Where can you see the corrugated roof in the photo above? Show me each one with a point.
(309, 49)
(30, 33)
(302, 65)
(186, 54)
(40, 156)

* * * * * * *

**What you need to do**.
Each record should be given again exactly as it reads.

**Written answer**.
Where can you see the corrugated roof in the photo above? Show me each one with a point.
(309, 49)
(30, 33)
(302, 65)
(186, 54)
(40, 156)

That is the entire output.